— Set problem 1 —
From the podcast page below, list the platforms that Ethan Zuckerman says Sarita Schoenebeck has looked at or may have thoughts on.

§

The Initiative for Digital Public Infrastructure

@ UMass Amherst

Reimagining the Internet

Sarita Schoenebeck (Living Online Lab, University of Michigan)

October 14, 2021

Moderation processes online should reduce harm, offer victims justice they find meaningful, and fix inequity in these social spaces. On all of these counts, the moderation systems implemented by big social media companies fail conclusively. Sarita Schoenebeck from the Living Online Lab at the University of Michigan joins us to talk about what moderation and harm reduction driven by the real-world experiences of victims might look like.

Sarita has published recently on accounability and repair after online harassment, reimagining social media governance, and restorative justice frameworks for online life.

Transcript

Ethan Zuckerman:

Hey, everybody, welcome to Re-imagining the Internet. I'm Ethan Zuckerman, your host. Today, I have with us Sarita Schoenebeck, she's associate professor at the University of Michigan School of Information. She is director of the Living Online Lab, which has the wonderful acronym of LOL, and she is justly celebrated for really original and creative work on equity and justice in online spaces. Sarita, thanks so much for being with us.

Sarita Schoenebeck:

Thanks for having me.

Ethan Zuckerman:

This show is really an opportunity to talk with some of the big thinkers about the future of the internet, about giant underlying problems with the web that we have today. Can you talk to me right now about the problem that young people, in particular, are having with harassment and abuse online?

Sarita Schoenebeck:

Yeah, absolutely. It's pervasive, as we all know. And what I've really been focusing on lately is the challenges of what to do about it and what to do about it in ways that recognize not all harms are the same and not all young people have the same experiences online. And so, I'm really interested in where content moderation...so I kind of use that term with all the things involved with it...and where it's working for them right now and where it's failing them right now. And so some of the arguments that we could talk about are what are the ways that current platform governance, content moderation practices are maybe pretty dramatically failing any social media users, but certainly including young people as well.

Ethan Zuckerman:

So let's start there. First of all, maybe with the word "moderation", I'm seeing a lot of people in our field wrestle with questions of whether we should be talking about moderation or about governance. I feel like moderation is usually the appropriate term when we're talking about something being done to users rather than something being done with users. So for me, there are spaces like certain Subreddits that might be said to be governed, but most spaces are closer to being moderated. How do you feel like moderation is working with or against users on some of the platforms that are most popular with your research subjects? I know that you've looked at Instagram and Twitter and you may have thoughts on Snapchat and TikTok and some of the newer platforms as well.

§

— Set problem 2 —
Please copy all of the entries below word for word, leaving out the pictures.

§

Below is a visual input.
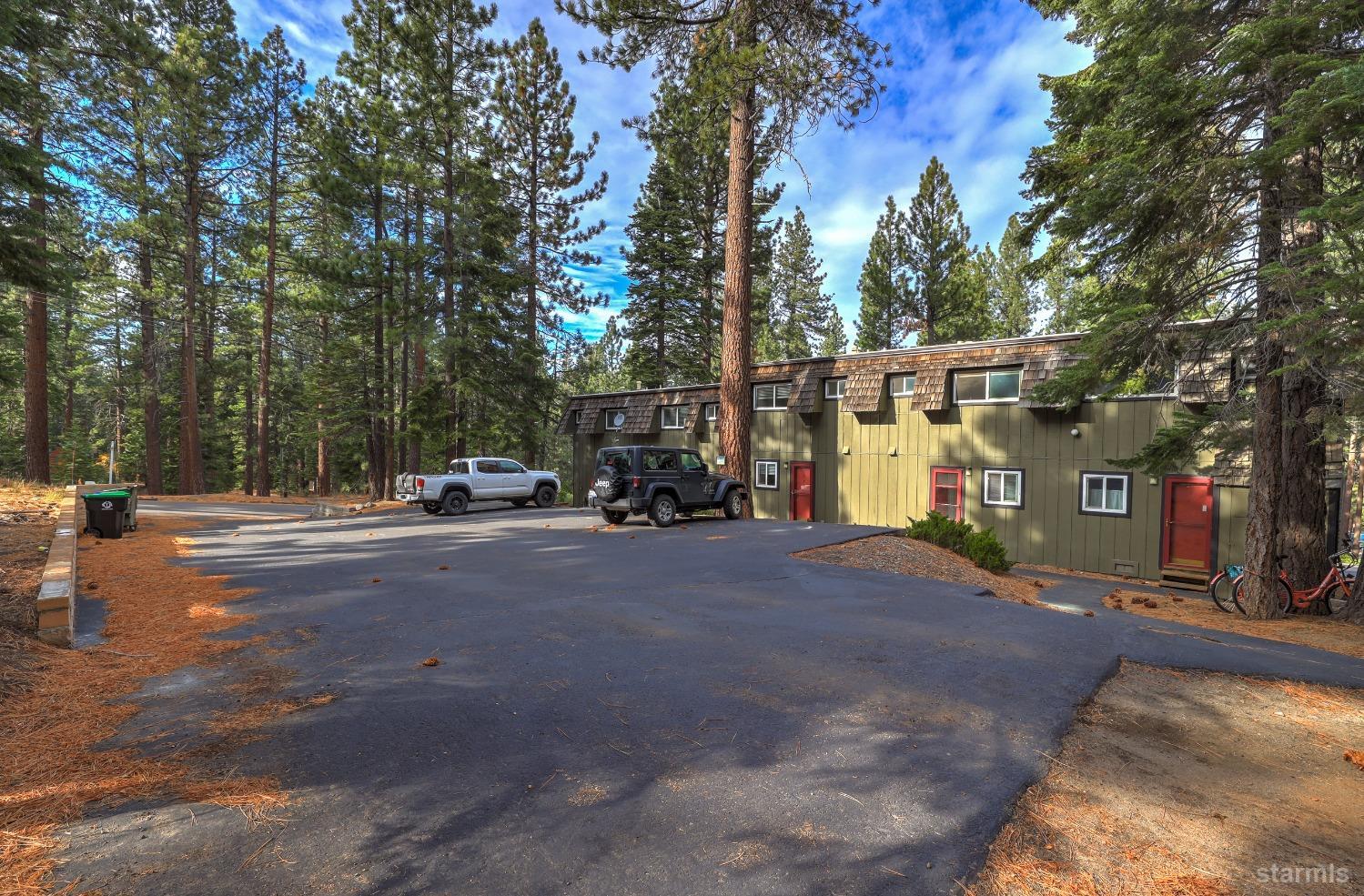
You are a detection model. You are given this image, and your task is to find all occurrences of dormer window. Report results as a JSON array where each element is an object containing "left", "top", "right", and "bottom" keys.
[
  {"left": 952, "top": 367, "right": 1023, "bottom": 405},
  {"left": 659, "top": 405, "right": 686, "bottom": 429}
]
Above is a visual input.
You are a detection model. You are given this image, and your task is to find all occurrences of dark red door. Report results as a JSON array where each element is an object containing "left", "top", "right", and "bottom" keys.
[
  {"left": 1161, "top": 476, "right": 1216, "bottom": 573},
  {"left": 791, "top": 462, "right": 814, "bottom": 519},
  {"left": 929, "top": 467, "right": 963, "bottom": 522}
]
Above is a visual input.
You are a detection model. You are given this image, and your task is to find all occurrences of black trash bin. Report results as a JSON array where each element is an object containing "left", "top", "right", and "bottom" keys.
[{"left": 85, "top": 489, "right": 129, "bottom": 539}]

§

— Task output 1 —
Instagram, Twitter, Snapchat, TikTok

— Task output 2 —
Below is a visual input.
You are a detection model. You are given this image, and your task is to find all occurrences of dormer window. Report results as a JSON array where each element is an object containing "left", "top", "right", and "bottom" keys.
[
  {"left": 952, "top": 367, "right": 1023, "bottom": 405},
  {"left": 659, "top": 405, "right": 686, "bottom": 429}
]
Above is a visual input.
You are a detection model. You are given this image, and your task is to find all occurrences of dark red door. Report results as a JSON array where each element is an object containing "left", "top", "right", and "bottom" keys.
[
  {"left": 1161, "top": 476, "right": 1216, "bottom": 573},
  {"left": 791, "top": 462, "right": 814, "bottom": 519},
  {"left": 929, "top": 467, "right": 963, "bottom": 522}
]
Above is a visual input.
You are a detection model. You are given this image, and your task is to find all occurrences of black trash bin. Report results as a JSON array where each element is an object containing "left", "top", "right", and "bottom" keys.
[{"left": 85, "top": 489, "right": 129, "bottom": 539}]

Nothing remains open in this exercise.